##### TEXT BLOCK

Three years after its first flight, the An-225 made its inaugural visit to the U.S. on a mission to pick up humanitarian aid for Chernobyl disaster victims. Unfortunately, the flight was plagued by potentially fatal technical problems and was quickly grounded. It was soon partially cannibalized for parts.

But that wasn’t the end of the Soviet’s dream.” The Antonov Design Bureau revived the An-225 at the turn of the century, refashioning it into a commercial carrier of oversized cargo. The company also advertised plans to complete the second An-225, whose skeleton has been gathering dust for three decades in an assembly shop near Kyiv (but there is little hope that the An-225 will ever have a sibling). Despite a troubled history, the original Mriya still shows an amazing agility that’s almost unprecedented in the history of aviation—even if it’s no longer the world’s largest plane.

Today, the An-225 is still proving useful in the ongoing fight against COVID-19. On April 13, 2020, the old Soviet aircraft delivered 100 tons of medical supplies to Warsaw, Poland, becoming the largest air cargo transport by volume in history, according to the American Journal of Transportation.

Even 31 years later, the An-225 is still breaking records.


The Antonov-225 Mriya aircraft landing at the International Warsaw Chopin Airport on April 14, 2020, loaded with medical equipment to help fight the coronavirus.

##########
##### EXCERPTED DATA

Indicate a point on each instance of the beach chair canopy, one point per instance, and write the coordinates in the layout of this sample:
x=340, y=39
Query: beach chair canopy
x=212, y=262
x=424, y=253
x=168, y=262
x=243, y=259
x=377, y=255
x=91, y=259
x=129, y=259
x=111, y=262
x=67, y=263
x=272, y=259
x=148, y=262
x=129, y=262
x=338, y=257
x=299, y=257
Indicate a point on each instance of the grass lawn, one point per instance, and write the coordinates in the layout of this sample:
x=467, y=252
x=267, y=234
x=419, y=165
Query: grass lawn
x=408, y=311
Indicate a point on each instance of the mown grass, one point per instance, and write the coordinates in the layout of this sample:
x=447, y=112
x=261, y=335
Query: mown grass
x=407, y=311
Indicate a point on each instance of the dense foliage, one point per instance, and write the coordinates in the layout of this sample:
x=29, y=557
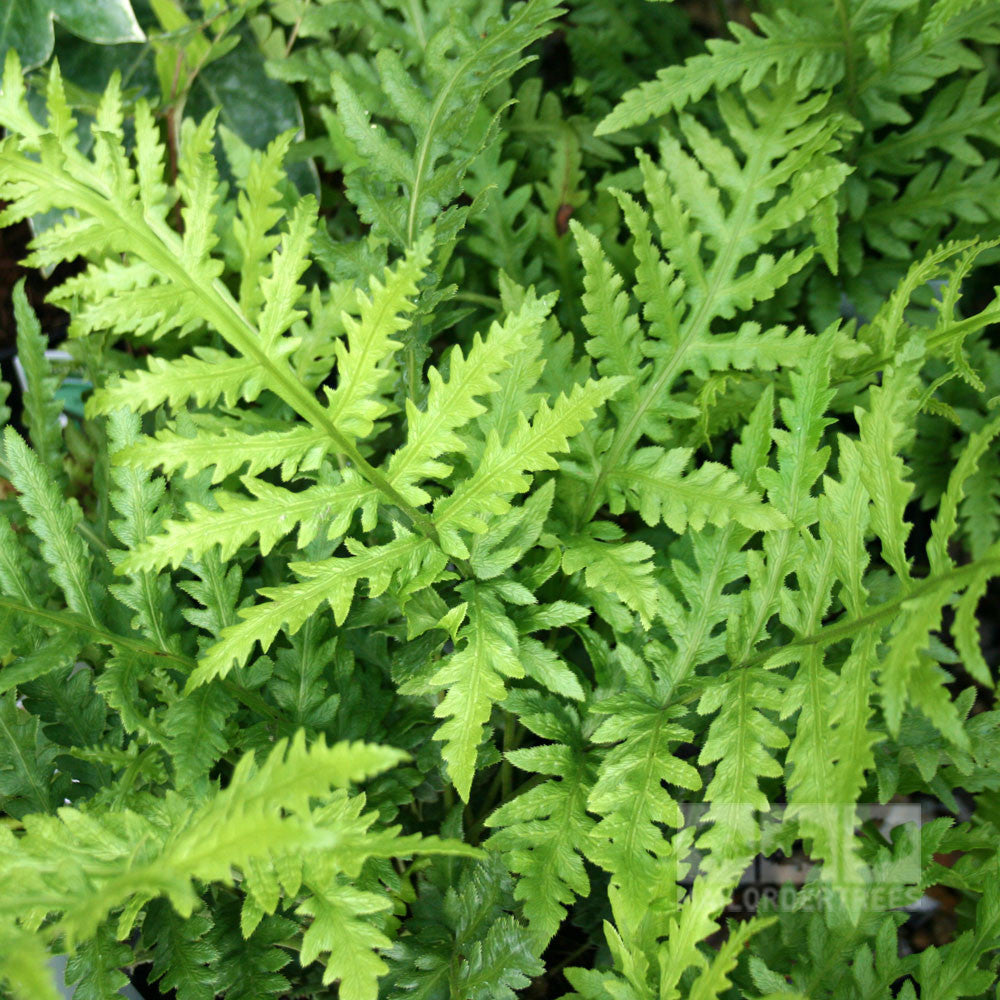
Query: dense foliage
x=545, y=469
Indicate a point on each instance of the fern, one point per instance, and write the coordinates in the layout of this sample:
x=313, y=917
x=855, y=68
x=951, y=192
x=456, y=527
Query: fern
x=599, y=469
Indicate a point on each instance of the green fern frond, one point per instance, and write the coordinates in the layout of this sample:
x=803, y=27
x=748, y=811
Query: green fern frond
x=53, y=520
x=41, y=408
x=474, y=677
x=545, y=832
x=419, y=177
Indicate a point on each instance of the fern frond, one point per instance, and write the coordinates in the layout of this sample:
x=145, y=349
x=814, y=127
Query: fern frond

##########

Can you answer these from the An-225 text?
(a) What was the aircraft's first visit to the U.S. meant to pick up?
(b) Where has the skeleton of the second An-225 been sitting?
(c) How many tons of medical supplies did the An-225 deliver to Warsaw?
The records have no connection to the text.

ANSWER TO THE PROBLEM:
(a) Humanitarian aid for Chernobyl disaster victims.
(b) In an assembly shop near Kyiv.
(c) 100 tons.